■ EXERCÍCIO 1: Indique se cada afirmação abaixo está de acordo com a entrevista sobre a adolescência, respondendo sim ou não e citando as palavras decisivas do texto. (a) Os jovens que relatam ter estado numa relação tóxica não sabem bem do que estão a falar. (b) O professor Carlos Neto já tinha sido entrevistado pelo mesmo jornal. (c) Limitar os movimentos das crianças por razões de segurança potencia o medo.
■ EXERCÍCIO 2: Segundo a entrevista sobre a adolescência, que resultado se aponta quando os cuidadores limitam os movimentos das crianças pelo fator segurança?
■ EXERCÍCIO 3: Continue a entrevista sobre a adolescência a partir da última pergunta apresentada.

■ TEXTO FORNECIDO:
★ ★ ★ ★ ★ ★ ★
Esta lógica é potenciadora da violência doméstica e no namoro?
Claro que sim. Com muita frequência tenho jovens na consulta que me dizem que estiveram numa relação tóxica. E sabem perfeitamente do que estão a falar, descrevendo situações de dolo, ameaças e violência. A aparentemente inofensiva intromissão na individualidade do outro (sobre o que pode ou não vestir, ou sobre com quem é que pode ou não pode conversar) é o caldo para evoluir para uma violência de outra qualquer natureza.
O psiquiatra Daniel Sampaio disse há poucas semanas que «consegue-se uma boa adolescência através de uma boa infância». Subscreve?
Não podia estar mais de acordo. Quanto melhor for nutrida a infância, melhor será a adolescência. Os primeiros anos das nossas vidas são, de facto, muito importantes. Se as pessoas tiverem uma infância harmoniosa, com um amor incondicional por parte dos pais, com comunicação fluente, em que a sua opinião é tida em conta, certamente que cria uma auto-estima mais robusta. Tal permite preparar para uma adolescência de auto-descoberta, mas o jovem sabe que tem sempre um porto seguro onde pode partilhar os seus desafios ou as suas angústias.
O professor Carlos Neto, que já entrevistámos para este jornal, é um dos maiores especialistas mundiais na área da brincadeira e do jogo e da sua importância para as crianças. Hoje em dia, é mais seguro brincar na rua ou brincar fechado no quarto, com um telemóvel na mão ou num videojogo?
Depende do sítio da rua onde se está a brincar ou do jogo que se está a jogar. Mas faz todo o sentido o que o professor Carlos Neto defende: há todo um corpo que tem de ser desafiado e experimentado. Os jovens estão muito fechados nos quartos. Há pouca experiência física e de movimento do corpo. A procura da segurança acaba por limitar, um pouco, a procura do jovem pelo seu próprio corpo e pelo espaço onde se insere. Quando os cuidadores tentam limitar os movimentos das crianças pelo fator segurança, também lhes estamos a transmitir que elas não são capazes, potenciando o medo. No futuro, na idade adulta, será mais difícil tomarem decisões. Resultado: pouca autonomia e maior ansiedade.
«A Geração Ansiosa - Como a Grande Reconfiguração da Infância está a provocar uma Epidemia de Doença Mental», um livro da autoria de Jonathan Haidt, aborda, sobretudo, o condicionamento que o mundo digital está a ter nos processos cognitivos. Esta geração está dominada por esta ansiedade incontrolável?
★ ★ ★ ★ ★ ★ ★
Dados de origem:
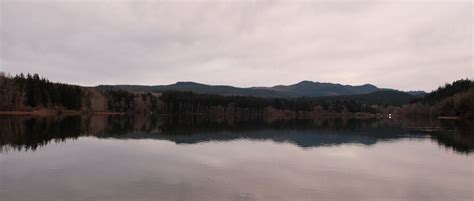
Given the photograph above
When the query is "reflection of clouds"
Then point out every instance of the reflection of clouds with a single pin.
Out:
(237, 170)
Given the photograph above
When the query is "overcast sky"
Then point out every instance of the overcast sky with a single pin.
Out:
(397, 44)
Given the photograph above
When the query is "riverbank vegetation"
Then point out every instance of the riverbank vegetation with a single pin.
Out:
(32, 93)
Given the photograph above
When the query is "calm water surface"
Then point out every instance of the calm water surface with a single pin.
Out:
(118, 158)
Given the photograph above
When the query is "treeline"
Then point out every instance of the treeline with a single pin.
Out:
(446, 91)
(30, 91)
(185, 103)
(451, 100)
(123, 101)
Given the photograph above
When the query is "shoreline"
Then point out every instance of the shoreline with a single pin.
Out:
(57, 113)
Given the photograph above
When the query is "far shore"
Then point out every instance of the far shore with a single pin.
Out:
(53, 113)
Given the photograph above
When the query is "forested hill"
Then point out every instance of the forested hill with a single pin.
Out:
(301, 89)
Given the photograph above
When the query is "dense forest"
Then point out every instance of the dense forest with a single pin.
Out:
(21, 92)
(31, 92)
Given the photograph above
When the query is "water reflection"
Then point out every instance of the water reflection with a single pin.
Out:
(30, 133)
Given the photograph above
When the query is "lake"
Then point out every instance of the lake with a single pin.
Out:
(162, 158)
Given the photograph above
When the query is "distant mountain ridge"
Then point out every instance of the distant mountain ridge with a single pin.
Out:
(301, 89)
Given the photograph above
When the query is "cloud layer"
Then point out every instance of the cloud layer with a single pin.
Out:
(396, 44)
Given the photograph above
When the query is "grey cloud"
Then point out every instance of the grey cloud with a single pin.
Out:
(398, 44)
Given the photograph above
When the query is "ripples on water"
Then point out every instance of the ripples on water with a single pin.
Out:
(161, 158)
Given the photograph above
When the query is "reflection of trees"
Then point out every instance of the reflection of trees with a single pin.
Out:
(32, 132)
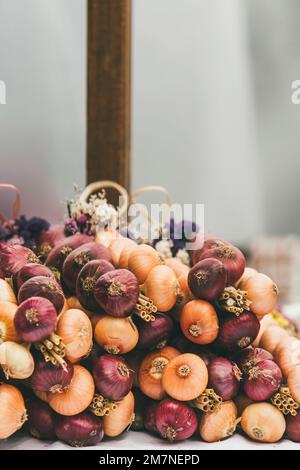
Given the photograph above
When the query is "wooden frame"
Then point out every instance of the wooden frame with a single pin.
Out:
(109, 91)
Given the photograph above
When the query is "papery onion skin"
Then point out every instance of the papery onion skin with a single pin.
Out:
(41, 286)
(51, 378)
(78, 258)
(149, 417)
(293, 427)
(41, 420)
(207, 279)
(59, 253)
(12, 411)
(263, 422)
(220, 424)
(232, 259)
(86, 282)
(237, 333)
(81, 430)
(175, 421)
(13, 258)
(117, 292)
(112, 377)
(154, 334)
(35, 319)
(224, 377)
(31, 270)
(263, 381)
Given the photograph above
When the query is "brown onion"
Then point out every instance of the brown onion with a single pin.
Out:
(86, 282)
(78, 258)
(41, 286)
(117, 292)
(207, 279)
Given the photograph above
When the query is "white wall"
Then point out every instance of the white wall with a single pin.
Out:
(42, 126)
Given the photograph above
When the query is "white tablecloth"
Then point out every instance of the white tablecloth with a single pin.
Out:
(142, 441)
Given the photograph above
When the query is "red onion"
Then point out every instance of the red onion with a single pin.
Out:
(13, 258)
(41, 420)
(261, 382)
(232, 259)
(112, 377)
(49, 239)
(87, 279)
(32, 270)
(41, 286)
(150, 416)
(78, 258)
(81, 430)
(293, 427)
(35, 319)
(207, 279)
(59, 253)
(117, 292)
(50, 378)
(237, 332)
(224, 377)
(154, 334)
(175, 420)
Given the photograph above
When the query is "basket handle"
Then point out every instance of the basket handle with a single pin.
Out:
(17, 203)
(99, 185)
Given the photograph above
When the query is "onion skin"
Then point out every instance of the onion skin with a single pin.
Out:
(293, 427)
(175, 421)
(117, 292)
(78, 258)
(237, 333)
(219, 424)
(13, 258)
(49, 378)
(154, 334)
(112, 377)
(262, 381)
(86, 282)
(263, 422)
(12, 411)
(224, 377)
(121, 419)
(59, 253)
(81, 430)
(41, 286)
(35, 319)
(207, 279)
(33, 270)
(232, 259)
(41, 420)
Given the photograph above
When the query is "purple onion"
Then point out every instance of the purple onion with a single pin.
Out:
(117, 292)
(86, 282)
(78, 258)
(175, 420)
(35, 319)
(41, 286)
(112, 377)
(154, 334)
(81, 430)
(41, 420)
(224, 377)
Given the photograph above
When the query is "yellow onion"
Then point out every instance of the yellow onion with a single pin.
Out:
(16, 361)
(12, 411)
(6, 292)
(121, 418)
(263, 422)
(220, 424)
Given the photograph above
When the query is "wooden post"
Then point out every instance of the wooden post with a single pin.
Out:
(109, 91)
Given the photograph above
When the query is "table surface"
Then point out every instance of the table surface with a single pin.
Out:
(142, 441)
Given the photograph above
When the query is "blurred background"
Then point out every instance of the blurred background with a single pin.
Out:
(213, 119)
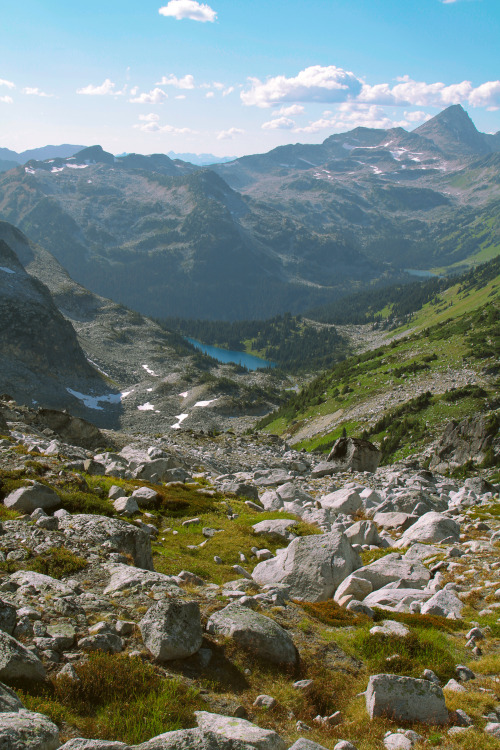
★ ★ ★ ★ ★ ★ ★
■ ÁREA DE RESPOSTA 1:
(a) Não: «E sabem perfeitamente do que estão a falar»
(b) Sim: «que já entrevistámos para este jornal»
(c) Sim: «também lhes estamos a transmitir que elas não são capazes, potenciando o medo»

■ ÁREA DE RESPOSTA 2: Pouca autonomia e maior ansiedade.

■ ÁREA DE RESPOSTA 3:
Sim, a ansiedade carateriza muito estas novas gerações, mas não só dos filhos, os pais também. Temos assistido a um aumento significativo de casos de ansiedade nas crianças e nos adolescentes, seja pelo contexto social, cultural, escolar ou familiar. Os jovens mostram-se muito preocupados com o que aconteceu ou por antecipação, com o que vai acontecer. Muito preocupados com o seu desempenho, muito preocupados em errar, não valorizando a importância do erro. Esta é uma questão muito cultural, mas os jovens podem e devem falhar, até porque estão na idade para isso. As redes sociais também são fortemente potenciadoras da ansiedade, porque ali tudo é perfeito.
A CARA DA NOTÍCIA
Experiência em contexto hospitalar e extra-hospitalar
Natural de Setúbal, Ana Teresa Prata é médica especialista em psiquiatria da infância e adolescência. Tem o mestrado integrado em Medicina pela Faculdade de Medicina da Universidade de Lisboa (2011). Pós-graduada em Neurodesenvolvimento em Pediatria, pela Universidade Católica (2014). tendo realizado o internato complementar no Centro Hospitalar Universitário de Lisboa Central (2013-2018), onde posteriormente exerceu como assistente hospitalar (2018-2021). Exerce atualmente no Centro Hospitalar de Setúbal. Em contexto extra-hospitalar, exerce funções de direção clínica na Mentes Inquietas - Clínica do Desenvolvimento, Comportamento e Emoções. Pertenceu ao Grupo de Trabalho do Colégio de Psiquiatria da Infância e da Adolescência da Ordem dos Médicos para o estudo da diversidade de género na infância e adolescência.